- Text passage
==================================================
Let’s take a look at just a few ways that the remote learning experience can improve the in-person education of our kids in the years ahead.

Centering students in their own learning

Throughout the pandemic, students have been asked to become agents of their own learning experience. We see elementary students practicing the same time management skills we expect of adults: logging in to meetings or submitting assignments across platforms. More importantly, we tell our students that they are the drivers of decisions in their education in ways that differ dramatically from being shuttled from class to class reactively at the sound of a bell.

During remote learning, teachers are breaking new ground in the ways they allow students to share in class decisions. Teachers are reflecting on essential questions like: what kinds of platforms and media can students engage with comfortably? What is interesting and relevant enough to these students to make them attend? Students have been brought into the classroom decision-making process out of necessity.

What a shame it would be if we let that sense of participation slip away.
==================================================
- Source information
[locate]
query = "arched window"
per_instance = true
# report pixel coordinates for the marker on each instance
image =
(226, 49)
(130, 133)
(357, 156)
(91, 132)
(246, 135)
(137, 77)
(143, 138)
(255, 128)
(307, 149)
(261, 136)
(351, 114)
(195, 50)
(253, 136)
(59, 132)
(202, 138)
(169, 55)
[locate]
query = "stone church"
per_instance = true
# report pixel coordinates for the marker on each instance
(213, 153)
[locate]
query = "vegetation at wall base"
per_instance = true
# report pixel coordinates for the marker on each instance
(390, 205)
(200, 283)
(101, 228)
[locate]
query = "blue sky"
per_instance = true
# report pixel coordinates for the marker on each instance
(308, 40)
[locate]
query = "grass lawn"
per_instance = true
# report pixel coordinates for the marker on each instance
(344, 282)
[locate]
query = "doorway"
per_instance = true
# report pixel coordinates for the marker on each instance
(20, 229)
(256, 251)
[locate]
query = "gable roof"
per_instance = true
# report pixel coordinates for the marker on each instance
==================================================
- Things to do
1. Print everything in the remote learning passage from "Throughout the pandemic, students" down to "out of necessity.".
2. According to the remote learning passage, why have students been brought into the classroom decision-making process?
3. Carry on writing the remote learning passage after its final sentence.
You can set the records aside.

- Results of the exercise
1.
Throughout the pandemic, students have been asked to become agents of their own learning experience. We see elementary students practicing the same time management skills we expect of adults: logging in to meetings or submitting assignments across platforms. More importantly, we tell our students that they are the drivers of decisions in their education in ways that differ dramatically from being shuttled from class to class reactively at the sound of a bell.

During remote learning, teachers are breaking new ground in the ways they allow students to share in class decisions. Teachers are reflecting on essential questions like: what kinds of platforms and media can students engage with comfortably? What is interesting and relevant enough to these students to make them attend? Students have been brought into the classroom decision-making process out of necessity.

2. Out of necessity.

3.
Remote learning compels every educator, to some degree, to become more student-centered in their practice. The past year has forced a remarkable experiment in how to put the student’s autonomy and interests at the center of their education. Now as students and teachers return to in-person schooling, we have the opportunity to take the best of that experience and build it into the classroom of tomorrow.

Taking risks for unexpected rewards

Many veteran teachers have told me that distance teaching and learning caused them to feel “like first-year teachers again.” This sense of operating in ambiguous spaces was unsettling for many educators who, up until the virus rang the dismissal bell, had their classrooms running like clockwork.

But Chicago teachers have shown themselves to be a resilient bunch. Without access to familiar roadmaps for their lessons, they have taken risks by following unfamiliar paths to help students reach their goals. Teachers have sought out digital learning tools and familiarized themselves with an array of virtual interfaces. They have reimagined their physical spaces, using household items to bring a lesson to life or sharing a visual window into their own lives. The pandemic forced even the most experienced teacher to go “off-script” and experiment with these new methods of instruction.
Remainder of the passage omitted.